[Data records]
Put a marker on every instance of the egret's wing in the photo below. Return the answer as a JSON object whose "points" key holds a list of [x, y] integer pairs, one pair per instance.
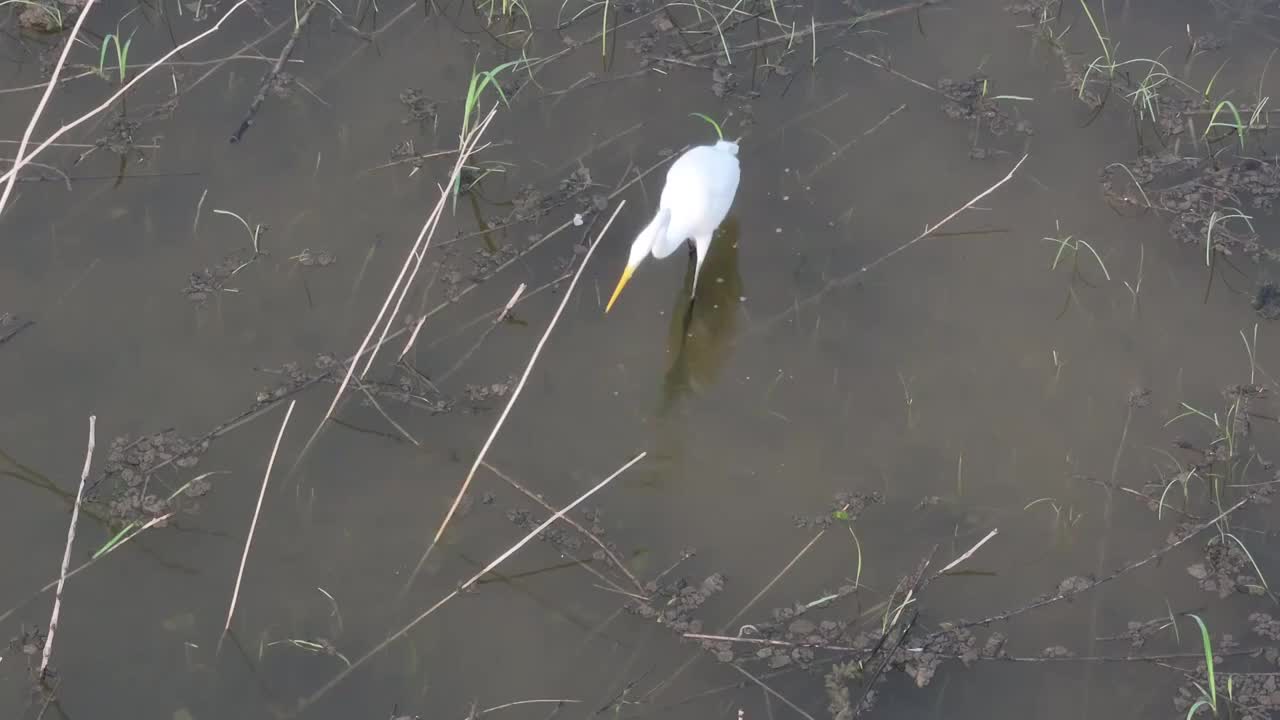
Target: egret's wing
{"points": [[700, 187]]}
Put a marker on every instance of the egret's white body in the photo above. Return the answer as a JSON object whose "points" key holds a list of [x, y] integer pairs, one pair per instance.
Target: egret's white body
{"points": [[699, 192]]}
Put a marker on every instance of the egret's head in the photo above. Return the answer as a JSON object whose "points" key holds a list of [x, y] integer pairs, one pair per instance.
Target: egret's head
{"points": [[727, 146], [641, 246]]}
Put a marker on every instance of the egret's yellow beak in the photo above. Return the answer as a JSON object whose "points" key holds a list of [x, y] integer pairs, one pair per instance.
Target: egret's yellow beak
{"points": [[622, 282]]}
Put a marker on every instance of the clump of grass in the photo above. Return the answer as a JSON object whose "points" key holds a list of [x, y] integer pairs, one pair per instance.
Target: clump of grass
{"points": [[51, 10], [122, 55], [480, 81], [507, 9], [1073, 244], [720, 133], [1210, 697]]}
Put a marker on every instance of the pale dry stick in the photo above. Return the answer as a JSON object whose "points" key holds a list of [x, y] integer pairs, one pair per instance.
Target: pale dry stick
{"points": [[1124, 569], [772, 692], [515, 396], [772, 643], [586, 533], [504, 706], [846, 279], [85, 565], [969, 552], [13, 173], [71, 541], [795, 36], [836, 154], [483, 317], [412, 337], [35, 118], [252, 525], [307, 701], [417, 250], [484, 336], [378, 406], [750, 604], [467, 146]]}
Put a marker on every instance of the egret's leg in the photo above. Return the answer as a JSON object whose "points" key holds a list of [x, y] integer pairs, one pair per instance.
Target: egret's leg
{"points": [[698, 269]]}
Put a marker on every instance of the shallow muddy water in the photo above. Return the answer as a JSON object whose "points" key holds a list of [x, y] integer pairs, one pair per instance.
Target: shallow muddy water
{"points": [[841, 417]]}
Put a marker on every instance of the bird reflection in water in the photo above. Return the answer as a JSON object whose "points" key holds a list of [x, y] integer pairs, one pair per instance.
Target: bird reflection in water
{"points": [[698, 349], [703, 326]]}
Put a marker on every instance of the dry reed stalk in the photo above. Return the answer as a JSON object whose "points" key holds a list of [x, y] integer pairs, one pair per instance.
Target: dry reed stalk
{"points": [[424, 238], [466, 147], [588, 534], [85, 565], [257, 510], [848, 278], [12, 176], [40, 110], [67, 552], [307, 701], [515, 396]]}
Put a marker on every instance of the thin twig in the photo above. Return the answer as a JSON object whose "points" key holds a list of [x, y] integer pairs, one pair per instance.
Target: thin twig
{"points": [[1124, 569], [515, 396], [304, 703], [586, 533], [417, 251], [85, 565], [67, 551], [772, 692], [502, 315], [269, 78], [22, 162], [846, 279], [799, 35], [252, 525], [35, 118]]}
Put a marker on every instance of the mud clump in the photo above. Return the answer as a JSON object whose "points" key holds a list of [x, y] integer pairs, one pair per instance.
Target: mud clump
{"points": [[204, 283], [135, 491], [673, 605], [968, 100], [1203, 199], [419, 109]]}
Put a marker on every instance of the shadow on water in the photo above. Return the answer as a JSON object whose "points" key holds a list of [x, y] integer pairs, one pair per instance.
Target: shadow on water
{"points": [[699, 342], [703, 327]]}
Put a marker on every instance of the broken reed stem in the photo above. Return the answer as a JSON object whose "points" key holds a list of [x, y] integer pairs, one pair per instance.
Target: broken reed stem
{"points": [[515, 396], [307, 701], [467, 146], [10, 177], [772, 692], [19, 160], [71, 537], [272, 74], [848, 278], [257, 510], [803, 32], [85, 565], [424, 238], [576, 525], [1124, 569]]}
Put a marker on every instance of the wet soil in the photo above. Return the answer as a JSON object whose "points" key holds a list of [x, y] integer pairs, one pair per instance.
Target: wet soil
{"points": [[1020, 465]]}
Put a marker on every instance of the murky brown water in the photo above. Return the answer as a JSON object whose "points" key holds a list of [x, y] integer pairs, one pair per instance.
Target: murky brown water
{"points": [[963, 378]]}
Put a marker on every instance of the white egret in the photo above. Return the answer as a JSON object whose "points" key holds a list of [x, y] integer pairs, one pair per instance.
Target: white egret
{"points": [[699, 191]]}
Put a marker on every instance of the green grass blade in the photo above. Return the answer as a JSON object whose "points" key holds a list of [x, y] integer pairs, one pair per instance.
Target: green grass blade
{"points": [[713, 123], [1208, 661]]}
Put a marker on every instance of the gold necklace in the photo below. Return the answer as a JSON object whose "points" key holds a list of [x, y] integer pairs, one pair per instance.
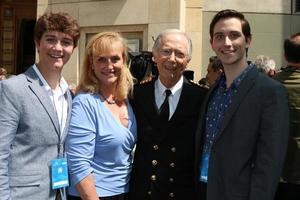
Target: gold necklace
{"points": [[108, 100]]}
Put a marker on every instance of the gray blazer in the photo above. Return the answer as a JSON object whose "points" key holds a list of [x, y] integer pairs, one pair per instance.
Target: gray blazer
{"points": [[30, 138]]}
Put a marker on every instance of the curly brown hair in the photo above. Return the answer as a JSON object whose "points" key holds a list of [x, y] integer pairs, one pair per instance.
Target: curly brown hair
{"points": [[62, 22]]}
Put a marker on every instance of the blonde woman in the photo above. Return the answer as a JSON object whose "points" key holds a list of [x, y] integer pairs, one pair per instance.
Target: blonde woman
{"points": [[102, 130]]}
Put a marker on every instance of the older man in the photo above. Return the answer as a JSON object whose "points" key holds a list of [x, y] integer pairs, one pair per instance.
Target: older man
{"points": [[166, 110]]}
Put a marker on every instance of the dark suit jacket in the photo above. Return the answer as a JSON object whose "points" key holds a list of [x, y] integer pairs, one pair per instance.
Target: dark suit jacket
{"points": [[290, 78], [247, 157], [164, 157]]}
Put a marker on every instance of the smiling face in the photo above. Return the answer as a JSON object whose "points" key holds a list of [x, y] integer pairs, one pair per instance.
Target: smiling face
{"points": [[229, 43], [54, 49], [107, 65], [171, 58]]}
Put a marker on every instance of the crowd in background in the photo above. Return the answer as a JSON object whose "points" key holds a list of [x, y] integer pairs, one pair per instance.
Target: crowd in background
{"points": [[151, 133]]}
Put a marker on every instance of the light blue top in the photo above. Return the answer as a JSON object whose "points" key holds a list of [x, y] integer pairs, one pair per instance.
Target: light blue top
{"points": [[98, 143]]}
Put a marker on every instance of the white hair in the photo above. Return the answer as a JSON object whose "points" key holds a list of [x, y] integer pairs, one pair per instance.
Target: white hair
{"points": [[157, 42], [264, 63]]}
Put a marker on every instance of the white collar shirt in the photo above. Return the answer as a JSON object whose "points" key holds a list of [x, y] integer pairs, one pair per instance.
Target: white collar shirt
{"points": [[57, 97], [160, 95]]}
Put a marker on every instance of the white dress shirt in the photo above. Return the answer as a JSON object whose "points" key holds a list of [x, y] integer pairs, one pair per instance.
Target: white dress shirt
{"points": [[160, 95]]}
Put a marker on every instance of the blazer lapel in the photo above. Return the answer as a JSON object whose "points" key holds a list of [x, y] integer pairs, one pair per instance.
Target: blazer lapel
{"points": [[243, 89], [69, 100], [37, 88]]}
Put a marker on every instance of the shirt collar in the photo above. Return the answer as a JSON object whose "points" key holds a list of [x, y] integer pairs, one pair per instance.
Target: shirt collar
{"points": [[62, 83], [161, 88]]}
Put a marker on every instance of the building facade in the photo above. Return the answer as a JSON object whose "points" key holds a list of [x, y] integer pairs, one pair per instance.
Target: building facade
{"points": [[140, 21]]}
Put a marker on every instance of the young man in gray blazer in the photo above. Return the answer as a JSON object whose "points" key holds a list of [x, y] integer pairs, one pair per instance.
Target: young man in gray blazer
{"points": [[34, 114], [243, 131]]}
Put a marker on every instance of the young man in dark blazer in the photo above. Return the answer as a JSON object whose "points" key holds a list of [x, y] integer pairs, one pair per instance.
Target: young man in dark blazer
{"points": [[164, 157], [243, 131]]}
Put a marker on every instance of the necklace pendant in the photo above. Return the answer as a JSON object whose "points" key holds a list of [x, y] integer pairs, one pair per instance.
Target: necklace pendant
{"points": [[110, 101]]}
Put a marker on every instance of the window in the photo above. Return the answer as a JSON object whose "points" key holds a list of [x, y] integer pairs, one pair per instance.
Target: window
{"points": [[296, 7]]}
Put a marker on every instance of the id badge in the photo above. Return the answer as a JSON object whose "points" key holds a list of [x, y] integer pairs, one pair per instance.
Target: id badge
{"points": [[59, 173], [204, 168]]}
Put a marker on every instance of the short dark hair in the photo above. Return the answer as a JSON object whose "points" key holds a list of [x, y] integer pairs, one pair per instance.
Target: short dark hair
{"points": [[216, 63], [292, 48], [62, 22], [229, 13]]}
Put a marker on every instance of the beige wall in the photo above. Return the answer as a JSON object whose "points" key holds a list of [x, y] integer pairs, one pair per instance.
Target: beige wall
{"points": [[270, 21], [147, 17]]}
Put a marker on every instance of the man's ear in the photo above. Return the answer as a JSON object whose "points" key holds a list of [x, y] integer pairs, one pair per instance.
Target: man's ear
{"points": [[37, 43]]}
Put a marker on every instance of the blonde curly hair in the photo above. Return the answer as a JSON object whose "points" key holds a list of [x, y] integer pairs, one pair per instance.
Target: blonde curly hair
{"points": [[98, 44]]}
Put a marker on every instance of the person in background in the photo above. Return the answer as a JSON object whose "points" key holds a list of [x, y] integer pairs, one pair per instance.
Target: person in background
{"points": [[3, 73], [167, 110], [214, 70], [266, 65], [289, 186], [102, 130], [34, 115], [240, 143]]}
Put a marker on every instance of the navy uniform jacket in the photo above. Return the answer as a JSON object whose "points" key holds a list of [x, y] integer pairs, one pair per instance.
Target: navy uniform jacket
{"points": [[164, 157]]}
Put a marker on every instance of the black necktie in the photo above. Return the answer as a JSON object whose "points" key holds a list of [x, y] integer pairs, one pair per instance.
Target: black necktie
{"points": [[164, 110]]}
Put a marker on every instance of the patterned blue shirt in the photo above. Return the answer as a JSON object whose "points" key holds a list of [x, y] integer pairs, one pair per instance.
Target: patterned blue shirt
{"points": [[219, 102]]}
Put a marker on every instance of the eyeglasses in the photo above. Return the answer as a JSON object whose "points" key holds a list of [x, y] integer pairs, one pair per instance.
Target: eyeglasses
{"points": [[169, 52]]}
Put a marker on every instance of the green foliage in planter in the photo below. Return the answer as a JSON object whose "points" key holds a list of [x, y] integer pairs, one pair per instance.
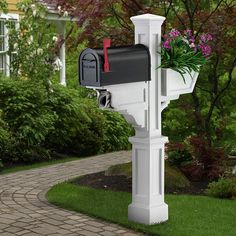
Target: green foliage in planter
{"points": [[185, 52], [117, 132], [223, 188]]}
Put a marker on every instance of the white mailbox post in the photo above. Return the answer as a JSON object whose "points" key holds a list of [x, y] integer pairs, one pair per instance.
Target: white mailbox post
{"points": [[142, 103], [148, 204]]}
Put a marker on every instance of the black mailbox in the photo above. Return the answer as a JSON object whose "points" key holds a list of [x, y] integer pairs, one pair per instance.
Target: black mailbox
{"points": [[126, 65]]}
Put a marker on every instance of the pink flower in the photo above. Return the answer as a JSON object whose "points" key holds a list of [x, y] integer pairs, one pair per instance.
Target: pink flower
{"points": [[209, 37], [188, 32], [174, 33], [206, 37], [166, 44], [206, 49]]}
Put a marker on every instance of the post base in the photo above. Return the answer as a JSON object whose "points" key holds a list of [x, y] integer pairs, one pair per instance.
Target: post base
{"points": [[148, 215]]}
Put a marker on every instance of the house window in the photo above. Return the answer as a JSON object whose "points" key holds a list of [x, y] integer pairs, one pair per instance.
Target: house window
{"points": [[4, 38]]}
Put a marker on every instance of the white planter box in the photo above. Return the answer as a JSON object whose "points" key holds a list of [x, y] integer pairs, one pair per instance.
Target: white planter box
{"points": [[172, 83]]}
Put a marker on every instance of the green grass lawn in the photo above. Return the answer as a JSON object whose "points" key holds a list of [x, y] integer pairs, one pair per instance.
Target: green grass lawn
{"points": [[189, 215], [13, 169]]}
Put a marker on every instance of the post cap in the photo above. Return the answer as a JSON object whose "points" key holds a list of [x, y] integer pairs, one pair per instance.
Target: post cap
{"points": [[147, 17]]}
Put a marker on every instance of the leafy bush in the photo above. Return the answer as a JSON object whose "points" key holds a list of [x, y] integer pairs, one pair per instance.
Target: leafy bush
{"points": [[28, 120], [224, 188], [211, 158], [178, 154], [79, 127], [117, 132]]}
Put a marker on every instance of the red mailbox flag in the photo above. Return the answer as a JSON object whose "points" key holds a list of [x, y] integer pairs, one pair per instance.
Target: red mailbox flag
{"points": [[106, 44]]}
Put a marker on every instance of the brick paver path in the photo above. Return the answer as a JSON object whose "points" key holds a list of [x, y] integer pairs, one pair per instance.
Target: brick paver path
{"points": [[25, 211]]}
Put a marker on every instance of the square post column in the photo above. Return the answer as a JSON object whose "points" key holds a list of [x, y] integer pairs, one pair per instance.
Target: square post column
{"points": [[148, 204]]}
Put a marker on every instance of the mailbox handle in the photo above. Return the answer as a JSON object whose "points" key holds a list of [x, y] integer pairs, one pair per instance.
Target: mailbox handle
{"points": [[106, 44]]}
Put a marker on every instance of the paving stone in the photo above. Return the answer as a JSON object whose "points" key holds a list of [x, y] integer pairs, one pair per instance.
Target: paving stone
{"points": [[88, 233], [24, 209], [109, 228], [92, 228], [107, 233]]}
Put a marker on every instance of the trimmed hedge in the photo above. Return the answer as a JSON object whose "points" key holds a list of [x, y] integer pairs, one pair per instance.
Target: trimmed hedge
{"points": [[36, 123]]}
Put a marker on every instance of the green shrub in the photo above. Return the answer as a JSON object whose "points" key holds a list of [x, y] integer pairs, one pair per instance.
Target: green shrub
{"points": [[28, 120], [179, 157], [79, 127], [223, 188], [117, 132]]}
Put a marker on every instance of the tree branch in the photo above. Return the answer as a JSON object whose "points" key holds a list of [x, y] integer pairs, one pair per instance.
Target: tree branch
{"points": [[209, 16]]}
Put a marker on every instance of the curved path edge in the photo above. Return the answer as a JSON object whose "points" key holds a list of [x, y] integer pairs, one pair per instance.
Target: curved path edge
{"points": [[24, 209]]}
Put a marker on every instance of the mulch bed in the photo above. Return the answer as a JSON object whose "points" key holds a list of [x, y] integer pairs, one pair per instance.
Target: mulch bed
{"points": [[124, 184]]}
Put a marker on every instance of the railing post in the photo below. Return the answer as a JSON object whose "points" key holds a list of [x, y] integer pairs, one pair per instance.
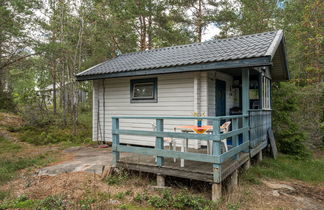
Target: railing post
{"points": [[217, 173], [115, 127], [216, 151], [235, 138], [245, 101], [159, 143]]}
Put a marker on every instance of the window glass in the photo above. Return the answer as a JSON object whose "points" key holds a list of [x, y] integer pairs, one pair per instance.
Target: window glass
{"points": [[266, 101], [143, 90]]}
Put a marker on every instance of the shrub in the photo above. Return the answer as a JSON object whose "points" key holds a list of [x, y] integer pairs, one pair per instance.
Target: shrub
{"points": [[290, 138], [6, 101], [52, 202], [117, 178], [54, 134]]}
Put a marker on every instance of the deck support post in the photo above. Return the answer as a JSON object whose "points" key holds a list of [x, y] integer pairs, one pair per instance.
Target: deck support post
{"points": [[160, 180], [233, 181], [115, 126], [216, 191], [159, 143], [245, 102], [259, 156], [216, 151], [235, 138]]}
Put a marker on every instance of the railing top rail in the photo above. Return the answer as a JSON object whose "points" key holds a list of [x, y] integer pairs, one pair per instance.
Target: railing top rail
{"points": [[260, 110], [180, 118]]}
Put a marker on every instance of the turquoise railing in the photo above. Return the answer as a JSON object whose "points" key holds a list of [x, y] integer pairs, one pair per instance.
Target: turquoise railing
{"points": [[216, 158]]}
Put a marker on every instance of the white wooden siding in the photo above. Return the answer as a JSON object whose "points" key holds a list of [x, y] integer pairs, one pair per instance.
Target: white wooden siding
{"points": [[176, 97], [179, 94]]}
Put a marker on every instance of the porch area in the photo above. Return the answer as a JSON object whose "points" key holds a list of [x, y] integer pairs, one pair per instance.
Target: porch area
{"points": [[225, 151]]}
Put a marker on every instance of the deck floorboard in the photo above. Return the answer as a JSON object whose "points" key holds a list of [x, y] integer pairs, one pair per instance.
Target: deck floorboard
{"points": [[192, 170]]}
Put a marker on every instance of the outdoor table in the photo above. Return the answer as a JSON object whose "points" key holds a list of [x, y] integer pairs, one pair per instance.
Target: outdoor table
{"points": [[193, 128]]}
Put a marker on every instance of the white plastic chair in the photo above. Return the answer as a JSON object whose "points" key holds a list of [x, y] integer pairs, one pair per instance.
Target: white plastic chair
{"points": [[224, 128]]}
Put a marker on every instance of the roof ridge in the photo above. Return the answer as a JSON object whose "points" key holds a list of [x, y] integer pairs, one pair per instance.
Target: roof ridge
{"points": [[197, 43]]}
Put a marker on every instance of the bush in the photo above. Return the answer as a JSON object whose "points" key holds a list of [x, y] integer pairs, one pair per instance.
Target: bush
{"points": [[117, 178], [6, 101], [53, 135], [290, 138]]}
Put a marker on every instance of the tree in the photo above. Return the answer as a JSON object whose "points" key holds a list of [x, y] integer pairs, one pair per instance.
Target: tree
{"points": [[16, 20]]}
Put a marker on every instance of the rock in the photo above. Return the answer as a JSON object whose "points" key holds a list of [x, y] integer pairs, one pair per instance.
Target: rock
{"points": [[275, 193]]}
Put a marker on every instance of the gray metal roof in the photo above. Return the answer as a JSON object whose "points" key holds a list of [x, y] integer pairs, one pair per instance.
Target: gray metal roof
{"points": [[230, 49]]}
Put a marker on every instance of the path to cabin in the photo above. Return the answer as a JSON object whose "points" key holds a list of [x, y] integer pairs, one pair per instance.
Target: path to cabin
{"points": [[287, 194]]}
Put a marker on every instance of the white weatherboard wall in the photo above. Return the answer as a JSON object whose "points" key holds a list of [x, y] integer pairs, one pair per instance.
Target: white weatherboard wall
{"points": [[179, 94]]}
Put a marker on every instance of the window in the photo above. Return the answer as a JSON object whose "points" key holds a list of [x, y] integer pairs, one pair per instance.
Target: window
{"points": [[143, 90], [266, 102]]}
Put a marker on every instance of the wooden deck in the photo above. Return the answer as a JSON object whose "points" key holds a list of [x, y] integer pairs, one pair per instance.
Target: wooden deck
{"points": [[193, 169]]}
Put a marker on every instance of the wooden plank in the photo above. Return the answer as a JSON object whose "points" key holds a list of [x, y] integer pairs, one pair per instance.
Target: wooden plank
{"points": [[216, 151], [181, 118], [115, 125], [254, 151], [167, 134], [233, 133], [235, 164], [167, 171], [169, 153], [274, 150], [159, 143], [234, 151]]}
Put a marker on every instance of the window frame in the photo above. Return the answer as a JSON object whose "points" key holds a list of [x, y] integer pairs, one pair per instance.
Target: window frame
{"points": [[266, 93], [150, 99]]}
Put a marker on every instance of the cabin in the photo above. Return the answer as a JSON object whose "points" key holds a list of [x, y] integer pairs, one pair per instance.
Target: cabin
{"points": [[198, 111]]}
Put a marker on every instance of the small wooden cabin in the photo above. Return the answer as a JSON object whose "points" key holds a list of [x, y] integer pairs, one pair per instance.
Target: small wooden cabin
{"points": [[227, 79]]}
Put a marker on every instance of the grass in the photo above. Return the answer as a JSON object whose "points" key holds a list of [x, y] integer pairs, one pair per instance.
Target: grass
{"points": [[23, 202], [287, 167], [55, 132], [10, 164]]}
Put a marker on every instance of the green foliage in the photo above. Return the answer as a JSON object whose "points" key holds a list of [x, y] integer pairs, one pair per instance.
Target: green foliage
{"points": [[233, 206], [10, 164], [6, 101], [121, 195], [287, 167], [52, 202], [181, 200], [117, 178], [287, 132], [23, 202], [53, 135], [4, 194]]}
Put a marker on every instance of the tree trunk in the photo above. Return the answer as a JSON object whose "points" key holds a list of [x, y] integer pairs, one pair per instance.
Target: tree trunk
{"points": [[54, 86]]}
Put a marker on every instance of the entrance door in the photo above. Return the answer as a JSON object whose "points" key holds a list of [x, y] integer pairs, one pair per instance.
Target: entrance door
{"points": [[220, 97]]}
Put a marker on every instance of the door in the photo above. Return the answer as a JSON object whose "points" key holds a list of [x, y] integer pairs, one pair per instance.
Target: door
{"points": [[220, 97]]}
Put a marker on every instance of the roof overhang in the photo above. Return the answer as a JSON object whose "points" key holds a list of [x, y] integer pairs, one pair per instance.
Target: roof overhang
{"points": [[230, 64]]}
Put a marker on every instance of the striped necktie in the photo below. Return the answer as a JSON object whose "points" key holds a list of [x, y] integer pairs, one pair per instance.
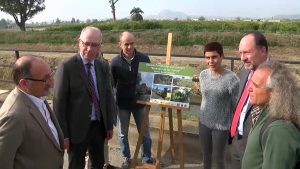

(AIM OF THE TASK): Extract every line of the entries that contains the word "column".

(RESPONSE TO THE EXERCISE):
Put a marker on every instance of the square post column in the photo above. Return the answer as a JSON object whose "points" key holds a list of [x, y] integer pairs, one pair per instance.
Target: square post column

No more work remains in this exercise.